══ Document segment
Meiro Analytics

Meiro Analytics is a solution for reporting the success of Meiro use cases. Instead of calculating the data from attributes, it takes values directly from events and calculates from there. It utilises the HyperLogLog (HLL) algorithm, which solves the count-distinct problem by approximating the number of distinct elements instead of trying to calculate them precisely. Link to the complete HLL reference doc on GitHub.

Meiro Analytics itself is a Python script saved in the GitHub repository. We use it via a Python from Git Repository processor and fill all the necessary parameters in its config. It transports events from Cockroach DB into staging tables along with event times and customer entity IDs into reporting DB and goes through a series of Postgres queries specified in the parameters of the configuration. It does not work with any Data In/Out.

Prerequisites

Meiro Analytics stores the aggregated data in a reporting database, separate from your CDP instance.
Please inform the Meiro team to have this database set up before running your Meiro Analytics component.

Parameters

Repository	Always use https://github.com/meiroio/crdb_analytics, where the component lives.
User	Use a login that can read the above-mentioned repository. readonly-from-meiro can be found in 1Password and works well for this purpose.
Password	Password for the above specified Github account.
Branch or Tag	Unless specified otherwise by the development team, use the main branch.

Component Setup

All other parameters need to be specified in the code editor in JSON format.

src	Cockroach credentials of the instance need to be inserted here. The component will use them to connect to the events table and download specified events for further processing.
dst	Credentials to reporting the DB of the instance need to be inserted here. These are generally unavailable to users, so please contact the Meiro team to get these filled in.
skip_events_transport	Every component run drops all staging tables in the reporting DB and creates new ones. If we are building queries and testing, we can skip this by setting this to true and work with data from the previous run. Always set this to false to enable events transport for live deployment. Remember: If we run the component for the first time or add new events, we need to make at least one run with events transport enabled to ensure we have data to work with.
events_since	Specify how far into the past are we looking with an integer. The component will then process data that number of days before the current date.
events_since_now	For live deployment, always leave this empty. For backloading purposes, we can specify a date in `YYYY-MM-DD` format to replace the "current date" for the `events_since` parameter. This is useful, for example, when we have loaded the last 10 days of data and want to load the 10 days before this but don't want to waste time re-processing the already loaded data by setting events_since to 20.
events	Here we specify what events we want to transport from the CR events table. First, we specify an event_id from the CR events table, and then we choose a name for the staging table into which we will load these events. For example, `bde9d7e2-0ee1-5460-23e0-a8c8973091b4`: `wb_impression` will load events with this ID into table `analytics_staging.wb_impression`.
════
══ Dataset excerpt
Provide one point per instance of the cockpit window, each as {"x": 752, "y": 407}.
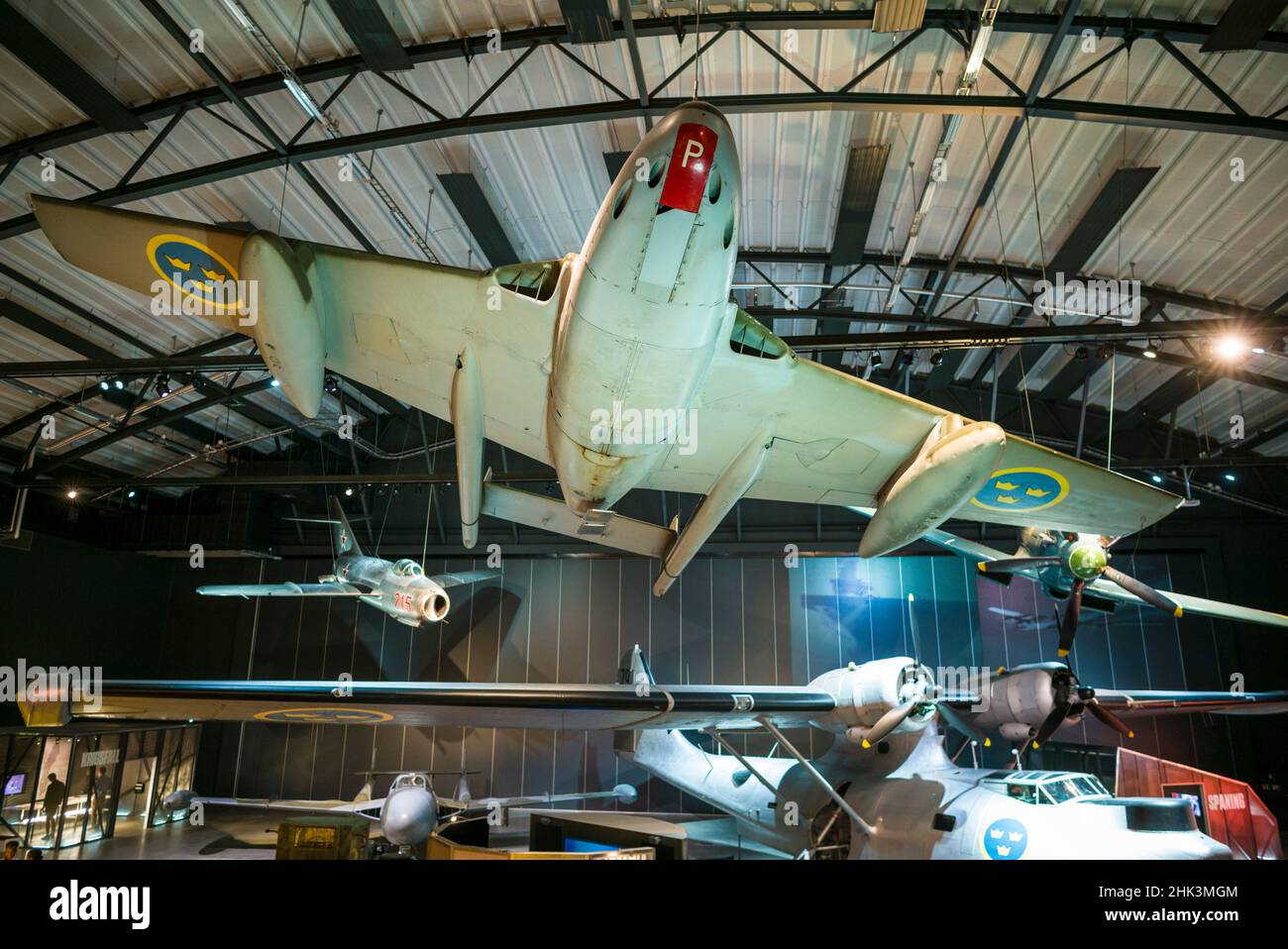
════
- [What is required]: In two sentences, summarize the Meiro Analytics text above.

- [Correct answer]: Meiro Analytics reports the success of Meiro use cases by taking values directly from events and using the HyperLogLog algorithm to approximate distinct counts. It is a Python script run through a Python from Git Repository processor: it moves events from Cockroach DB into staging tables in a separate reporting database, then runs Postgres queries, with its JSON configuration setting the source and reporting database credentials, how many days back to look, and which events to transport.